Supplied text:
§

Second, relapse and resistance. The main mechanisms include BCMA loss (antigen-negative relapse) and T-cell exhaustion (antigen-positive relapse). Multi-target and armored CAR-T designs are emerging to address these challenges. Multi-target constructs counter antigen escape, while armored CAR-T secreting IL-15 or resisting TGF-β signaling helps maintain T-cell fitness. These innovations are gradually reducing relapse rates and prolonging remission duration.

Third, safety and regulatory oversight. In 2024, the FDA required all BCMA and CD19 CAR-T products to carry a boxed warning regarding the potential risk of secondary T-cell malignancies. However, large real-world studies show an extremely low incidence (<0.2%). This highlights the importance of rational risk assessment, long-term monitoring, and robust data registries. For new targets such as GPRC5D, clinicians must also be aware of characteristic skin, oral, and nail-related adverse events—typically manageable but requiring clinical experience.

§

What you have to do:
Please write out the part of the CAR-T text starting with "Second, relapse and" and going on through "prolonging remission duration.", word for word.

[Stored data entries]
§

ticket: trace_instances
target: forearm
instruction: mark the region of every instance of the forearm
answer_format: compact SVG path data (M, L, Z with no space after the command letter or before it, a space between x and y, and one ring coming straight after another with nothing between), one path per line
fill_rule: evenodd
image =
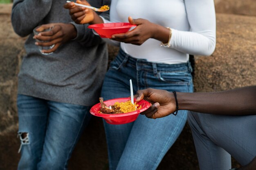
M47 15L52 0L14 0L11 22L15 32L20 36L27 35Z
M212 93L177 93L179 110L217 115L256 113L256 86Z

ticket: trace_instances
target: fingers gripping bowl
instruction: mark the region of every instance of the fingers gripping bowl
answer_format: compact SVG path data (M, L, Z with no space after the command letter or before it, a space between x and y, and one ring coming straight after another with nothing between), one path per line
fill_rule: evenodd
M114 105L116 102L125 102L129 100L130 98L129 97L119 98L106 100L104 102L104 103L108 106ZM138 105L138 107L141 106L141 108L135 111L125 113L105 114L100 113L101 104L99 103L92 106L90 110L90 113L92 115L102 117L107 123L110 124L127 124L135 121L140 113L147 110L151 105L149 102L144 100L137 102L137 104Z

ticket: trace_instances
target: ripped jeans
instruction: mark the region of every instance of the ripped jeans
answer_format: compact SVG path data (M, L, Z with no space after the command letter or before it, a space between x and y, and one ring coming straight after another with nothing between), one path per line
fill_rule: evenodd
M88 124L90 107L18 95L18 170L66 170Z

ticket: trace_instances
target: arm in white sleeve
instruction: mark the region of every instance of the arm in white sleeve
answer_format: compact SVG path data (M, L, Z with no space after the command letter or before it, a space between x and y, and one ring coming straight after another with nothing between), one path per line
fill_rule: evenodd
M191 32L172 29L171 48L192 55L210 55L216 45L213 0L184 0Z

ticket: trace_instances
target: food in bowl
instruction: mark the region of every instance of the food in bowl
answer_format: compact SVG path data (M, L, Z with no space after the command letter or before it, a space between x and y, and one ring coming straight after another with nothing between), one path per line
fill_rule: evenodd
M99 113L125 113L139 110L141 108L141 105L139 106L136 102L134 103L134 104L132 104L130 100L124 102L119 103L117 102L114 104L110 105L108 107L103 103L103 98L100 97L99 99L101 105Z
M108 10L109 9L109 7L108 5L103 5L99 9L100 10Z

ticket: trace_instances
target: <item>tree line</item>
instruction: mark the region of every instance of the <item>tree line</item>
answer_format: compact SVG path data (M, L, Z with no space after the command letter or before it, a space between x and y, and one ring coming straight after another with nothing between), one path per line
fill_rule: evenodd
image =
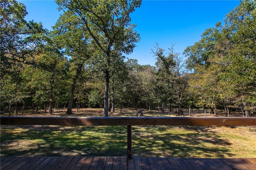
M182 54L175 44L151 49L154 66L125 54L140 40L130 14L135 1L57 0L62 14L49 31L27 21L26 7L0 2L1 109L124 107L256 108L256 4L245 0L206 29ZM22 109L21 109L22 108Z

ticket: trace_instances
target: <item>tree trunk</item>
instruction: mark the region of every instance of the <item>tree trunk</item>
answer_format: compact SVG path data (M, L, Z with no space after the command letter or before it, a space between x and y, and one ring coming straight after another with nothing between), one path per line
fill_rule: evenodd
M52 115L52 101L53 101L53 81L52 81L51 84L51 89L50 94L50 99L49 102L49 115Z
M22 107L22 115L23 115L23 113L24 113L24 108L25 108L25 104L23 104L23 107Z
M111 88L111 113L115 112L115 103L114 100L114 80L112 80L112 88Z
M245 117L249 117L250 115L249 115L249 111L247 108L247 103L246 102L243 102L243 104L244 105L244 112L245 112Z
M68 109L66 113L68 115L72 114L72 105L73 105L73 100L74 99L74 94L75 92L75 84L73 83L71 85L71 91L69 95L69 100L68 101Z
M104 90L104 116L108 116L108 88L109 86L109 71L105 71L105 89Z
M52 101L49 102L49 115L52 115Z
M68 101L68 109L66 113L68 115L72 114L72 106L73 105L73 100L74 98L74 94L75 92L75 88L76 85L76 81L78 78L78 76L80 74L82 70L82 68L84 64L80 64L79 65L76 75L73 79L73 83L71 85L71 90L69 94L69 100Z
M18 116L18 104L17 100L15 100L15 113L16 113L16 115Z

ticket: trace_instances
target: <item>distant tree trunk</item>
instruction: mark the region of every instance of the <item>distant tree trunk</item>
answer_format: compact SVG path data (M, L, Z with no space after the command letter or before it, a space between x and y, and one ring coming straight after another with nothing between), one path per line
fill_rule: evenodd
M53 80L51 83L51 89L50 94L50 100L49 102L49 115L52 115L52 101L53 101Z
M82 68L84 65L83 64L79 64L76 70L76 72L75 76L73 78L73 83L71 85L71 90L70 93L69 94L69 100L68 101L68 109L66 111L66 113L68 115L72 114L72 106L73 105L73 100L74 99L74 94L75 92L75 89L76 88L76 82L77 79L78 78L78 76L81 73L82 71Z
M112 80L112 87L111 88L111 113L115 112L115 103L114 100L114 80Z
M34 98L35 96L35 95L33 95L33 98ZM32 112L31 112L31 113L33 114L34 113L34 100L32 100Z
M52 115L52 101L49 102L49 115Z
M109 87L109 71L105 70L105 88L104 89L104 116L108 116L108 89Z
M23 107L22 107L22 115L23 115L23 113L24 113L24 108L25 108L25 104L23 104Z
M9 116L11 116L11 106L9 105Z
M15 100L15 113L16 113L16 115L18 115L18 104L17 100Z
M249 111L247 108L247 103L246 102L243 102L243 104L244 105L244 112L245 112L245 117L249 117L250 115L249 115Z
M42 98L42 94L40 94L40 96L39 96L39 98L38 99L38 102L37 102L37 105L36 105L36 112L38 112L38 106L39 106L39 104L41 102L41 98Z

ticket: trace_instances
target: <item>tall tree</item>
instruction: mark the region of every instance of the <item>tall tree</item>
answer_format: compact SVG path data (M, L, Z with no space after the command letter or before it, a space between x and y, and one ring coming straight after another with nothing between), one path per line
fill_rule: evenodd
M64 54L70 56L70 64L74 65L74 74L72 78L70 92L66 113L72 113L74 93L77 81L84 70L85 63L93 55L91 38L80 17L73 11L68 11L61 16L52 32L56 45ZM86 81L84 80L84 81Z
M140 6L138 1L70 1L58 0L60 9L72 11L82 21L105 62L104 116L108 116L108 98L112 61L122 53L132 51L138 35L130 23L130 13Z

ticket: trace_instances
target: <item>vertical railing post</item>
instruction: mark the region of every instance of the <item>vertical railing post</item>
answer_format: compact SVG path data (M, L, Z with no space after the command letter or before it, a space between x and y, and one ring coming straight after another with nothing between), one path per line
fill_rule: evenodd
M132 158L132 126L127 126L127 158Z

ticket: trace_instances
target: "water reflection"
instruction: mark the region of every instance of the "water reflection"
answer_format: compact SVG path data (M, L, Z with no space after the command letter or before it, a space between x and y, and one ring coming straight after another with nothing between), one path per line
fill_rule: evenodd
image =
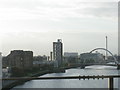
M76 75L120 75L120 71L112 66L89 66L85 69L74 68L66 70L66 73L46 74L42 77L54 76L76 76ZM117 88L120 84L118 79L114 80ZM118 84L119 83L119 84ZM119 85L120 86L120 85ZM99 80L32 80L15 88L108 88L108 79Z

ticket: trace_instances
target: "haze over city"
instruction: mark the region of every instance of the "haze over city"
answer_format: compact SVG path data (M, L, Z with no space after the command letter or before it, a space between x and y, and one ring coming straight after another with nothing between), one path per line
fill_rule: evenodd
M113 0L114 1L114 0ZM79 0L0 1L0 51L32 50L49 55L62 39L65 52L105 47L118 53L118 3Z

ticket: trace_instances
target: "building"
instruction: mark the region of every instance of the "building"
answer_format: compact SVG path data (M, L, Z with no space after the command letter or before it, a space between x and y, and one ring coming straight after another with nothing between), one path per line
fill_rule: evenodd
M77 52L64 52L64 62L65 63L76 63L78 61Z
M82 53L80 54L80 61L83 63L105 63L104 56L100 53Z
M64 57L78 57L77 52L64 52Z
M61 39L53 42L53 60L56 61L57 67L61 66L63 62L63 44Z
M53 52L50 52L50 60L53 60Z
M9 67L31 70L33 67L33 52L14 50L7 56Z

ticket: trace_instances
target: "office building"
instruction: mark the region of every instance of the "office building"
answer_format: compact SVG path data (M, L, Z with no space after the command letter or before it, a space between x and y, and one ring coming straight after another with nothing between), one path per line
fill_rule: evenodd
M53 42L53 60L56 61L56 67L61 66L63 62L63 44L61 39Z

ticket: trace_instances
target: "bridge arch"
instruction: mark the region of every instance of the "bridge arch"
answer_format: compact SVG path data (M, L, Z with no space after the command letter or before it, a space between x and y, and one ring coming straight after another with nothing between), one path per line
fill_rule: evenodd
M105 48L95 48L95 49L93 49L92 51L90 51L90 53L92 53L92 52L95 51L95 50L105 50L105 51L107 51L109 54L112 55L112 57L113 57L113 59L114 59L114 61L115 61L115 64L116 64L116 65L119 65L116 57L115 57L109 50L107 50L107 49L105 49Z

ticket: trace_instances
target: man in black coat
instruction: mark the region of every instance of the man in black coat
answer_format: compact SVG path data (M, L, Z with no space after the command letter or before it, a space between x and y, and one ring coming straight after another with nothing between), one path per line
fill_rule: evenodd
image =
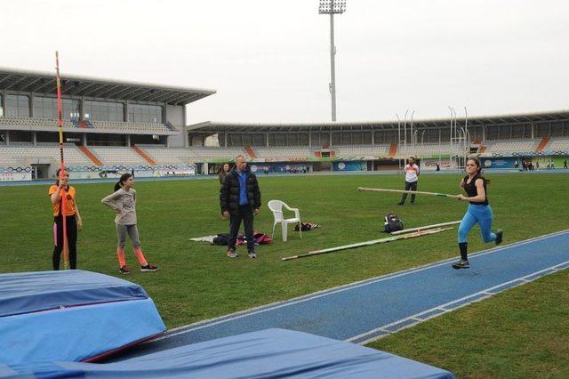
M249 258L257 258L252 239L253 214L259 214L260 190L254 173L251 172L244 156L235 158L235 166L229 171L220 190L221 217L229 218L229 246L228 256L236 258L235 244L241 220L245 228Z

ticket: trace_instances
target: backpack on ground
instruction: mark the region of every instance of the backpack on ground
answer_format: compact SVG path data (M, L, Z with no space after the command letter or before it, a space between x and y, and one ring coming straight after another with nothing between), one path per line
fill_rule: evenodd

§

Result for this exercise:
Second, relapse and resistance. The main mechanisms include BCMA loss (antigen-negative relapse) and T-cell exhaustion (antigen-positive relapse). Multi-target and armored CAR-T designs are emerging to address these challenges. Multi-target constructs counter antigen escape, while armored CAR-T secreting IL-15 or resisting TGF-β signaling helps maintain T-cell fitness. These innovations are gradually reducing relapse rates and prolonging remission duration.